◆ SOURCE PASSAGE:
☆ ☆ ☆

What Happens When Understanding Technology Is Shallow? Weakness

February 14, 2025

dino orange_thumb_thumb_thumbYep, a dinobaby wrote this blog post. Replace me with a subscription service or a contract worker from Fiverr. See if I care.

I like this question. Even more satisfying is that a big name seems to have answered it. I refer to an essay by Gary Marcus in “The Race for “AI Supremacy” Is Over — at Least for Now.”

Here’s the key passage in my opinion:

China caught up so quickly for many reasons. One that deserves Congressional investigation was Meta’s decision to open source their LLMs. (The question that Congress should ask is, how pivotal was that decision in China’s ability to catch up? Would we still have a lead if they hadn’t done that? Deepseek reportedly got its start in LLMs retraining Meta’s Llama model.) Putting so many eggs in Altman’s basket, as the White House did last week and others have before, may also prove to be a mistake in hindsight. … The reporter Ryan Grim wrote yesterday about how the US government (with the notable exception of Lina Khan) has repeatedly screwed up by placating big companies and doing too little to foster independent innovation

The write up is quite good. What’s missing, in my opinion, is the linkage of a probe to determine how a technology innovation released as a not-so-stealthy open source project can affect the US financial markets. The result was satisfying to the Chinese planners.

☆ ☆ ☆

◆ TASK OBJECTIVE: Rewrite the blog post from "What Happens When" up to and including "See if I care.", putting "retiree" in place of "dinobaby". The lines after the blog post have nothing to do with it.

◆ RECORD EXCERPTS:
☆ ☆ ☆

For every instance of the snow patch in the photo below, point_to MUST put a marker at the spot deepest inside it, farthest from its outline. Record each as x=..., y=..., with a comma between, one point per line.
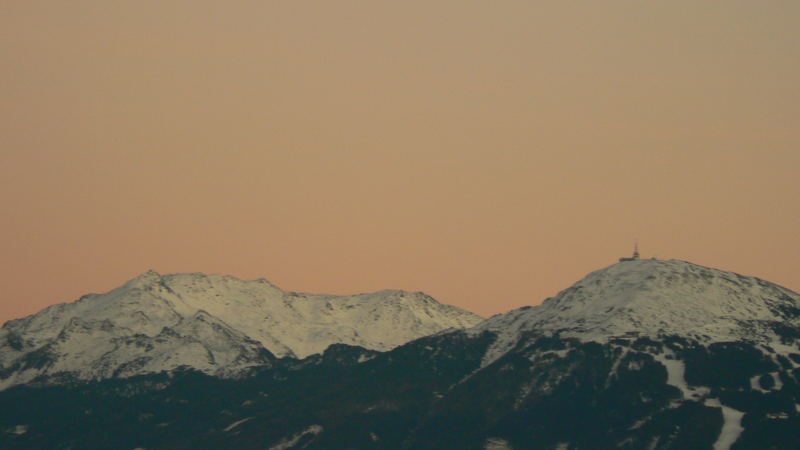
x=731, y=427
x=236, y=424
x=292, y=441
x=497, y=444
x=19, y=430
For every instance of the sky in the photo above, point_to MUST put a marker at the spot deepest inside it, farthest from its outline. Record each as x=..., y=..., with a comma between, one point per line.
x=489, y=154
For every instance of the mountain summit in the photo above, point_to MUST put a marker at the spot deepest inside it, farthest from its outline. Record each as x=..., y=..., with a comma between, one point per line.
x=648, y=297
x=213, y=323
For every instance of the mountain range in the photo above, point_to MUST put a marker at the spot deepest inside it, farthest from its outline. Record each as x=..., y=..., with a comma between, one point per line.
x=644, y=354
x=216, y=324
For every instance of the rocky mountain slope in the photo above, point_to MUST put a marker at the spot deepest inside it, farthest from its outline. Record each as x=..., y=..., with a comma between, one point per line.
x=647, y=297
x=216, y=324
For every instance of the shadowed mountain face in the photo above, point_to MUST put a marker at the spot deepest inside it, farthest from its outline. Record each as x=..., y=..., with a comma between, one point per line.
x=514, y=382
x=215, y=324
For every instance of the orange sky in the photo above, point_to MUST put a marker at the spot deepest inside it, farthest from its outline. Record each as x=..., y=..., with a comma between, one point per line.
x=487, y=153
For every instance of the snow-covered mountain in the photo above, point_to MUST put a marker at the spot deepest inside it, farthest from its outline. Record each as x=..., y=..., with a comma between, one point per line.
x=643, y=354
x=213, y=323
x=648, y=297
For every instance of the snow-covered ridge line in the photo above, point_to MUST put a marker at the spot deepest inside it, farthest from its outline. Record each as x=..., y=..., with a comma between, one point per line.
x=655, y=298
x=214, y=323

☆ ☆ ☆

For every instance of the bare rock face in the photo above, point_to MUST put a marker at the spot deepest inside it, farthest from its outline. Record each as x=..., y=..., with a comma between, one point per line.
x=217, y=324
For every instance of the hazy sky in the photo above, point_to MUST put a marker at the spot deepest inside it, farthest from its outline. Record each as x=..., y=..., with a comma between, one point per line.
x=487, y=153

☆ ☆ ☆

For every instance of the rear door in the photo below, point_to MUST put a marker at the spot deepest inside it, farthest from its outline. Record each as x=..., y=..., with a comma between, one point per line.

☆ ☆ ☆

◆ THE ANSWER:
What Happens When Understanding Technology Is Shallow? Weakness

February 14, 2025

dino orange_thumb_thumb_thumbYep, a retiree wrote this blog post. Replace me with a subscription service or a contract worker from Fiverr. See if I care.